* [TASK]: Retype all entries exactly as they stand, excluding pictures.

Referring expression data:
#####
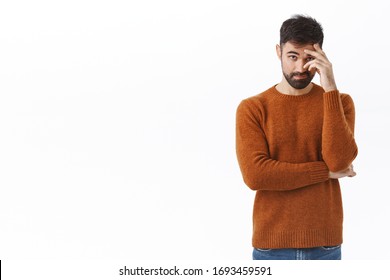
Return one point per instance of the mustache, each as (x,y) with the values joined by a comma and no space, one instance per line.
(306,73)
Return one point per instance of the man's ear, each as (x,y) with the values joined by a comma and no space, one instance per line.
(279,51)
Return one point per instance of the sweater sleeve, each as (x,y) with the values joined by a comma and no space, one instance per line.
(259,171)
(339,148)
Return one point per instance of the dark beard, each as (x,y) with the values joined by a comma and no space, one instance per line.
(298,84)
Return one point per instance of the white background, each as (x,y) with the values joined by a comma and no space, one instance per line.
(117,124)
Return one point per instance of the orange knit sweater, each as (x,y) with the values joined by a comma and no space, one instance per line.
(286,146)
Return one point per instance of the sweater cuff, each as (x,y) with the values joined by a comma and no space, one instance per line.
(319,172)
(332,99)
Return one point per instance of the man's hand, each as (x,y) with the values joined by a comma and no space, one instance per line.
(349,172)
(323,67)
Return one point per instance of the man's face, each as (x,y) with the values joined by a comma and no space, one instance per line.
(293,58)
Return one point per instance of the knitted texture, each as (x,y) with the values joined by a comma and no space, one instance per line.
(286,145)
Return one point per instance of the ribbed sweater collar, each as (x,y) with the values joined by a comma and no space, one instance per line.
(278,95)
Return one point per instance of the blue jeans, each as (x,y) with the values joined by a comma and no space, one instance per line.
(316,253)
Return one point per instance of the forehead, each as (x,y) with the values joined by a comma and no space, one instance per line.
(288,46)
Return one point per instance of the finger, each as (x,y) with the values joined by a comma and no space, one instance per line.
(318,49)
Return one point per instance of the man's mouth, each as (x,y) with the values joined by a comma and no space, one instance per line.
(300,77)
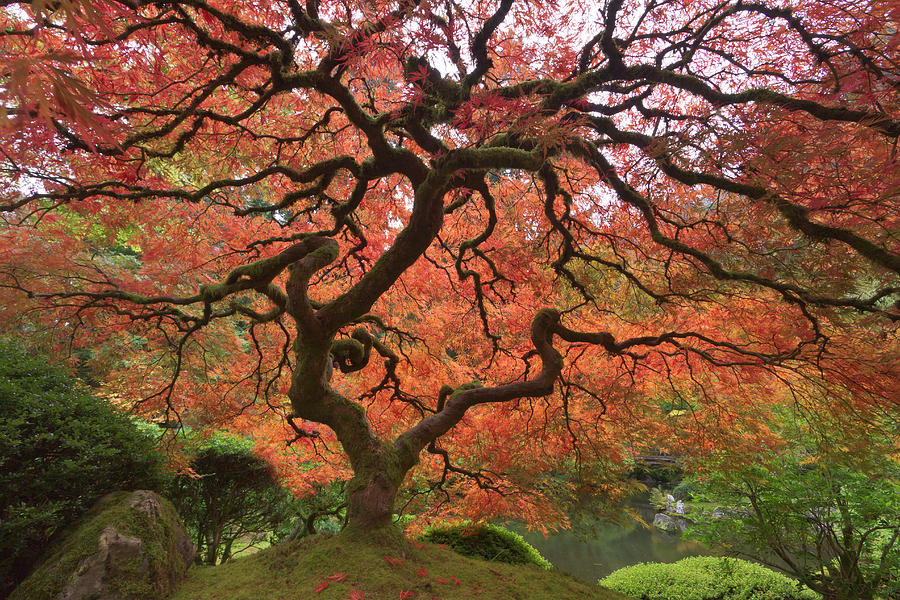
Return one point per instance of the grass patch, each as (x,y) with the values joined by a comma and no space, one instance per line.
(376,566)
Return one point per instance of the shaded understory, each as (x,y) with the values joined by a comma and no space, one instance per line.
(373,567)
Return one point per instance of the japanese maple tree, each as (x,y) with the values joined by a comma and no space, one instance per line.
(543,220)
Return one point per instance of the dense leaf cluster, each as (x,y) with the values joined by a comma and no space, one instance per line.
(705,578)
(231,500)
(61,448)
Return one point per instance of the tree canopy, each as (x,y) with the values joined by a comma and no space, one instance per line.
(498,238)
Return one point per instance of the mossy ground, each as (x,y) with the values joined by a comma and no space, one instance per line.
(376,567)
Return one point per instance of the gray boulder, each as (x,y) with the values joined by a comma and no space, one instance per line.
(669,523)
(129,546)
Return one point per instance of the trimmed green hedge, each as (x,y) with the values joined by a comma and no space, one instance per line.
(705,578)
(487,542)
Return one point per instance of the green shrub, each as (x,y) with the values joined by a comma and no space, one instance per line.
(61,449)
(233,502)
(488,542)
(705,578)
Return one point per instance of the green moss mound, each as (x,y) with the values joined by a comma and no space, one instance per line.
(132,579)
(705,578)
(376,566)
(61,449)
(488,542)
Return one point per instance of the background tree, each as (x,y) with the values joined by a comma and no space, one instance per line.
(231,499)
(813,510)
(61,449)
(536,216)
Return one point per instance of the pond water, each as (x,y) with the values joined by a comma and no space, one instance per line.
(612,546)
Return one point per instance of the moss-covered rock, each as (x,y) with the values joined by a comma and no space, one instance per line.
(488,542)
(129,546)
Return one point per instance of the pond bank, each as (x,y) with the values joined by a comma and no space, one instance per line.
(612,546)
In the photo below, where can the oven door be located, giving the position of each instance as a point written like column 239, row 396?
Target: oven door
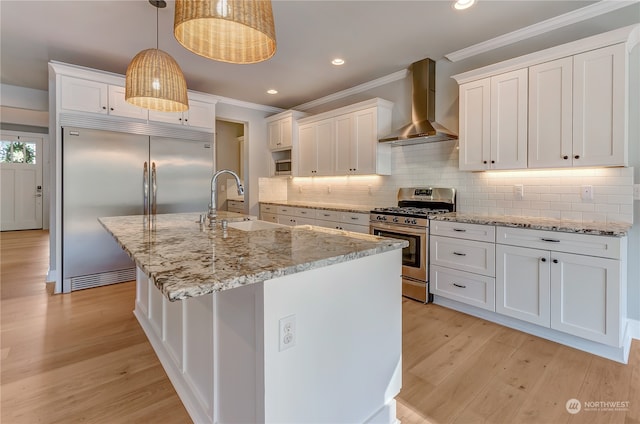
column 414, row 256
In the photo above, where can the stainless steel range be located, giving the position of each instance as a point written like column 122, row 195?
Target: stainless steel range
column 410, row 221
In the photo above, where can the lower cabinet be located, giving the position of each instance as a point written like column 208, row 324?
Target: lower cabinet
column 574, row 293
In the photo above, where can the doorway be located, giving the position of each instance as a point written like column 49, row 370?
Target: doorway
column 21, row 187
column 229, row 155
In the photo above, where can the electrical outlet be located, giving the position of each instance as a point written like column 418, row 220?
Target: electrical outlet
column 518, row 191
column 287, row 332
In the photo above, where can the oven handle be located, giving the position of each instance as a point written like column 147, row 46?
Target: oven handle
column 397, row 228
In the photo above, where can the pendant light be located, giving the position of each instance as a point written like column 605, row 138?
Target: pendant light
column 233, row 31
column 154, row 79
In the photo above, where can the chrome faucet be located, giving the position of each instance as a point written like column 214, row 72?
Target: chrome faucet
column 214, row 181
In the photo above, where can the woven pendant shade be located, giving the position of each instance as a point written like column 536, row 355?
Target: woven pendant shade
column 154, row 80
column 234, row 31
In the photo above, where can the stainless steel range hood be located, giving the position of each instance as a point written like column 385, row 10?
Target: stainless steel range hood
column 423, row 128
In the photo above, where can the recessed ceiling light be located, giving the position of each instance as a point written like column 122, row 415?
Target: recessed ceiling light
column 463, row 4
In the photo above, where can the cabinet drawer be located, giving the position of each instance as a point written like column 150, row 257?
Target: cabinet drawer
column 466, row 255
column 462, row 230
column 270, row 217
column 304, row 213
column 328, row 215
column 472, row 289
column 582, row 244
column 268, row 208
column 355, row 218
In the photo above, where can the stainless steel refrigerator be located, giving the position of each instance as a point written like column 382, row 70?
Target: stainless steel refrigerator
column 107, row 173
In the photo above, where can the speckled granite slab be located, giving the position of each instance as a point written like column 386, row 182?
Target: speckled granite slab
column 186, row 259
column 323, row 206
column 616, row 229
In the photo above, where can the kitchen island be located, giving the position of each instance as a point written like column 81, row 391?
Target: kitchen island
column 281, row 324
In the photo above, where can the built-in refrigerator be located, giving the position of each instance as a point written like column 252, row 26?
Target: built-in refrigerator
column 108, row 173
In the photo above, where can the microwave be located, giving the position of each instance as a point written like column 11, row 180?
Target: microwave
column 283, row 167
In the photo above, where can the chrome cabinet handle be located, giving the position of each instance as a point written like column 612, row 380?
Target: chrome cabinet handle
column 154, row 189
column 145, row 188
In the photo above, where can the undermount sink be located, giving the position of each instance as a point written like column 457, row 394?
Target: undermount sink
column 253, row 225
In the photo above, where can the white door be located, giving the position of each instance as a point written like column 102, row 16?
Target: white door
column 522, row 284
column 585, row 297
column 21, row 183
column 509, row 120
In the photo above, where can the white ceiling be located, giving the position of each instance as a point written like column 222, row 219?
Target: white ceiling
column 376, row 38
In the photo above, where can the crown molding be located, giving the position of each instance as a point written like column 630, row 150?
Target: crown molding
column 582, row 14
column 354, row 90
#####
* [EXERCISE SOLUTION]:
Return one point per instance of the mustache, each as (x,y) with the values joined by a comma and no space, one instance per line.
(306,73)
Return one point per instance of the man's ear, each as (x,y) with the values joined by a comma and no space, one instance per line.
(279,51)
Return one point per instance of the sweater sleeve, each as (x,y) with the values joined by a comma and no space, one instance per line.
(259,171)
(339,148)
Return one point per instance of the dark beard, each as (x,y) with the values joined by a comma and no space, one instance per line.
(298,84)
Return one point per instance of the white background, each as (x,y) with the values joined by a comma and no space, one instance per line.
(117,124)
Return one point per instance of the orange knit sweater, each as (x,y) with the values joined by a comma and no space, one instance per line.
(286,146)
Return one point per instance of the sweater cuff, each as (x,y) with the values joined by a comma and no space, one instance per line.
(319,172)
(332,99)
Return one point per instance of the man's hand, each as (x,y) with the values joined by a comma and no space, one instance per line.
(349,172)
(323,67)
Return one point per instance of the man's face, each as (x,y) with the values joined by a comma and no space, one instance per line.
(293,58)
Return one point per instance of the knitted texture, each as (x,y) with the values joined by a comma and no space, one instance per line.
(286,145)
Return one point per instance of the ribbed sweater collar, each as (x,y) with the values joined by a comma and no space, one instance per line.
(278,95)
Return one point per instance of the blue jeans, each as (x,y) with the values joined by a comma and no space, one instance per line.
(316,253)
Return one point per instance of the forehead, each as (x,y) with the values joined by a comma and no space, one instance per line.
(288,46)
Return one point per instance of the finger, each as (x,y) with the values joined by a comma and no space, one instance per line.
(318,49)
Return one point per instance of the man's mouth, each as (x,y) with the values joined by a comma and no space, one instance per line.
(300,77)
Return one point per instance of the grass patch, each as (x,y) with the values joined by a comma and no space, one instance per line.
(376,566)
Return one point per instance of the shaded understory, each as (x,y) with the values joined by a comma and no space, one instance per line.
(373,567)
Return one point per instance of the japanese maple tree, each as (x,y) with the values joined by a comma and no space, one instance per line.
(543,220)
Return one point per instance of the dense leaf cluster, each as (x,y) with the values joined by a comma and no space, one instance per line.
(705,578)
(231,500)
(61,448)
Return one point per instance of the tree canopy, each as (x,y) with the values joined by a comma and no space, one instance per line.
(498,238)
Return one point per instance of the mossy ground, each as (x,y) with the values joined by a comma and no space, one instance per line.
(376,567)
Return one point per instance of the gray boulder, each as (x,y) with the values joined by a comma and no space, one instance per line.
(669,523)
(129,546)
Return one point per instance of the trimmed green hedge, each as (x,y) with the values joined by a comma and no space, one instance per line.
(705,578)
(487,542)
Return one point per instance of the green shrub, each as (x,y) with the values joined by a comma and no space, one instance per line.
(61,449)
(233,502)
(488,542)
(705,578)
Return one point per instance of the green moss mound, each as (x,y) with the values joined by a comma and no space, one instance per line.
(132,579)
(705,578)
(376,566)
(61,449)
(488,542)
Return one point per instance of the background tree, each as (x,y) with the values joined by a comma and no space, one instance per line.
(231,499)
(813,510)
(61,449)
(536,216)
Return one point per instance of the pond water, each as (x,y) with the values joined by a comma and no space, one instance per line.
(612,546)
Return one point per instance of the moss-covered rock, each as (x,y) with the values joined by a comma and no space, one instance per line.
(488,542)
(129,546)
Return one point per instance of the pond bank, each as (x,y) with the values joined by a comma and no space, one instance per line.
(612,546)
In the photo below, where can the oven door be located, giving the position of each instance as a point written like column 239, row 396?
Target: oven door
column 414, row 256
In the photo above, where can the stainless steel range be located, giving the position of each instance as a point written like column 122, row 195?
Target: stainless steel range
column 410, row 221
In the photo above, where can the lower cabinet be located, giving the position of each instance as a point written like column 208, row 324?
Target: lower cabinet
column 574, row 293
In the photo above, where can the doorway be located, giving the position of each instance as a point written like column 49, row 370?
Target: doorway
column 21, row 187
column 229, row 155
In the photo above, where can the electrical outlet be located, giving the position of each instance as a point written like column 418, row 220?
Target: electrical outlet
column 518, row 191
column 287, row 332
In the photo above, where can the oven handle be located, giving the position of each instance as a point written like column 147, row 46?
Target: oven handle
column 397, row 228
In the photo above, where can the pendant light be located, giving the position of each instance as a point written like column 605, row 138?
Target: pendant light
column 233, row 31
column 154, row 79
In the photo above, where can the chrome faucet be located, giving the position of each instance as a point written like column 214, row 72?
Target: chrome faucet
column 214, row 181
In the photo above, where can the woven pendant shade be located, giving the position of each instance as a point written like column 536, row 355?
Target: woven pendant shade
column 154, row 80
column 234, row 31
In the photo above, where can the stainless steel range hood be located, giving the position of each instance as a point written like column 385, row 10?
Target: stainless steel range hood
column 423, row 128
In the photo above, where can the recessed ceiling light be located, giving the position of each instance as a point written like column 122, row 415?
Target: recessed ceiling light
column 463, row 4
In the photo above, where can the cabinet drawer be located, giving the position of each instance as a point written like column 150, row 257?
Target: cabinet drawer
column 466, row 255
column 462, row 230
column 270, row 217
column 304, row 213
column 328, row 215
column 472, row 289
column 582, row 244
column 268, row 208
column 355, row 218
In the photo above, where can the stainless steel refrigerator be located, giving the position of each instance as a point written like column 382, row 70?
Target: stainless steel refrigerator
column 107, row 173
In the photo above, where can the speckled granite slab be located, giving the position of each instance as a point written like column 386, row 182?
Target: speckled granite slab
column 186, row 259
column 323, row 206
column 616, row 229
In the photo above, where can the kitchen island be located, giving the position of each instance as a point written like column 81, row 391?
Target: kitchen island
column 281, row 324
In the photo above, where can the built-in refrigerator be located, giving the position of each instance as a point written like column 252, row 26?
Target: built-in refrigerator
column 108, row 173
In the photo above, where can the microwave be located, giving the position of each instance as a point written like column 11, row 180?
Target: microwave
column 283, row 167
In the photo above, where can the chrome cabinet handle be located, giving the position of each instance as a point written like column 612, row 380?
Target: chrome cabinet handle
column 154, row 189
column 145, row 188
In the photo above, where can the undermount sink be located, giving the position of each instance as a point written like column 457, row 394?
Target: undermount sink
column 253, row 225
In the photo above, where can the white door be located, giving the position of each instance as a point written like column 102, row 16?
Target: white door
column 522, row 284
column 585, row 297
column 21, row 183
column 509, row 120
In the photo above, where can the white ceiling be located, giving the position of each instance as a point written like column 222, row 219?
Target: white ceiling
column 376, row 38
In the photo above, where can the crown molding be located, giving the position of each instance as a point written like column 630, row 150?
Target: crown molding
column 582, row 14
column 354, row 90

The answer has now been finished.